[Excerpt to read]
● ● ● ●

Or so the thinking goes. In reality, the renewable energy standard is arbitrary and punitive by punishing the early entrepreneurs in this growing business sector. The law actually excludes many power plants in Oregon from counting towards the goal, defining the renewable energy they produce as “non-renewable.” It also hamstrings the state’s most abundant energy resource—running water—by not counting it towards the standard.

“The abundance of hydroelectric energy has kept Oregon among the cheapest states for electricity costs, which has made the state attractive to a number of manufacturing firms.”

By far the biggest hurdles in the RPS apply to Oregon’s clean and biggest source of power, hydroelectric facilities. RPS supporters assert that hydropower is included in the RPS, but the truth is only a portion of this electricity can count. Only 50 average megawatts total for an electric utility from only “certified low-impact” hydropower facilities built before 1995 are RPS-eligible. Only two facilities in Oregon are certified, with a combined capacity of 401 megawatts. The law does allow facilities built after 1995 full contribution if they are outside state and federal scenic waterways. This provision is practically useless, however, because the last significant hydro plant in Oregon was built in 1993.

Thirty-six hydropower facilities with a capacity totaling 7,134 megawatts in Oregon do not qualify under these rules. Only small energy increases from efficiency improvements made after 1995 from these facilities can count towards the RPS, and efficiency improvements to Bonneville Power Administration facilities are further restricted.

● ● ● ●

[Goal a] Tally the lines of the records that contain the string "hoodie", and give only the number.

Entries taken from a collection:
● ● ● ●

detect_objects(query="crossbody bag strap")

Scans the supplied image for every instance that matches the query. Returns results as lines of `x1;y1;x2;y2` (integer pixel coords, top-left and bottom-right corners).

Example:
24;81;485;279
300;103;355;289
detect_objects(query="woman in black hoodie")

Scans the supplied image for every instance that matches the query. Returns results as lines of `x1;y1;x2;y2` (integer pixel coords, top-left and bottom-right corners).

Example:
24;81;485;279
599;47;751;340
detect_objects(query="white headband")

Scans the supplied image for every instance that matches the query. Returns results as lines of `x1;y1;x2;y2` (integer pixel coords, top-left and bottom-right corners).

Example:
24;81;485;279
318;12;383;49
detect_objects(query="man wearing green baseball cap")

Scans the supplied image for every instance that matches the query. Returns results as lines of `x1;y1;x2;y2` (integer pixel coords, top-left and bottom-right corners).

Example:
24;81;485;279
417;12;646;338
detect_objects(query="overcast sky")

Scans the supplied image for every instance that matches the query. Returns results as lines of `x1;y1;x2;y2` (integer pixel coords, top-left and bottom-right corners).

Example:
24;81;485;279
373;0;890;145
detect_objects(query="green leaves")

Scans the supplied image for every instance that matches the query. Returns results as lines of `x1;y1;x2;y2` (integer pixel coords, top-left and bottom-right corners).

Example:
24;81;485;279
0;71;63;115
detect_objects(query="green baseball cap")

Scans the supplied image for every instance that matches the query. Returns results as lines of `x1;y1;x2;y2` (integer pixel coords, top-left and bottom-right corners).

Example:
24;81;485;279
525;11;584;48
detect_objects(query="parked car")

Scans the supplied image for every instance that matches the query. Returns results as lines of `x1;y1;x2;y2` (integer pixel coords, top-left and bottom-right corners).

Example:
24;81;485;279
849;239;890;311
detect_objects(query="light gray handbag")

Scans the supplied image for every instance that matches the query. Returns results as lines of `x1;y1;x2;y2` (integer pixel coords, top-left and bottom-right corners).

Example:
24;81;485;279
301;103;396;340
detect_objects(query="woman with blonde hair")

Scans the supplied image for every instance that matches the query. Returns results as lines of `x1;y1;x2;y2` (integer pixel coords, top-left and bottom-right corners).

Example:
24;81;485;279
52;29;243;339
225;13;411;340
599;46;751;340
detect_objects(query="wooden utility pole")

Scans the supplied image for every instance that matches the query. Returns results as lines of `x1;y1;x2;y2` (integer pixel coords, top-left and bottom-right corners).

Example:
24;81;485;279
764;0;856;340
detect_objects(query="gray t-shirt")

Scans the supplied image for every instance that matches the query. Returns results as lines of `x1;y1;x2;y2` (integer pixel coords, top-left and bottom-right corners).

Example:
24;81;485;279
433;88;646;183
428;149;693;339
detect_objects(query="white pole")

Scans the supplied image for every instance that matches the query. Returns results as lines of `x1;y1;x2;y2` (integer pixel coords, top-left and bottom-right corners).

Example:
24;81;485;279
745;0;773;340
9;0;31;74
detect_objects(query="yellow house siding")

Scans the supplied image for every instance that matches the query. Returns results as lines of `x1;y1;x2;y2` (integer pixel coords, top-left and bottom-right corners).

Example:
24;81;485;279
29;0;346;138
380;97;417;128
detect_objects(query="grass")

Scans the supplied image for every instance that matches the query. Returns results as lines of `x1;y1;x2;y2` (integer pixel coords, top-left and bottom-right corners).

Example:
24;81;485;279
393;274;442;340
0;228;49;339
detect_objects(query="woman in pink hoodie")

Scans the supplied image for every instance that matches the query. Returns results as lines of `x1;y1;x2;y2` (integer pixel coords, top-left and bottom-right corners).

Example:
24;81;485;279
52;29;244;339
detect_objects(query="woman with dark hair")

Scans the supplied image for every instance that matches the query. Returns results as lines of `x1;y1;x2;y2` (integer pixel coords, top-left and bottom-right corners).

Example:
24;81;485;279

● ● ● ●

[Goal b] For each statement below, say yes or no depending on whether it agrees with the passage above on Oregon's renewable energy standard, and quote the deciding words. (i) Only two hydropower facilities in Oregon are certified. (ii) The last significant hydro plant in Oregon was built in 1995. (iii) Thirty-six hydropower facilities in Oregon, totaling 7,134 megawatts, qualify under the rules.

[Worked answer a] 2

[Worked answer b]
(i) Yes: "Only two facilities in Oregon are certified, with a combined capacity of 401 megawatts."
(ii) No: "the last significant hydro plant in Oregon was built in 1993."
(iii) No: "Thirty-six hydropower facilities with a capacity totaling 7,134 megawatts in Oregon do not qualify under these rules."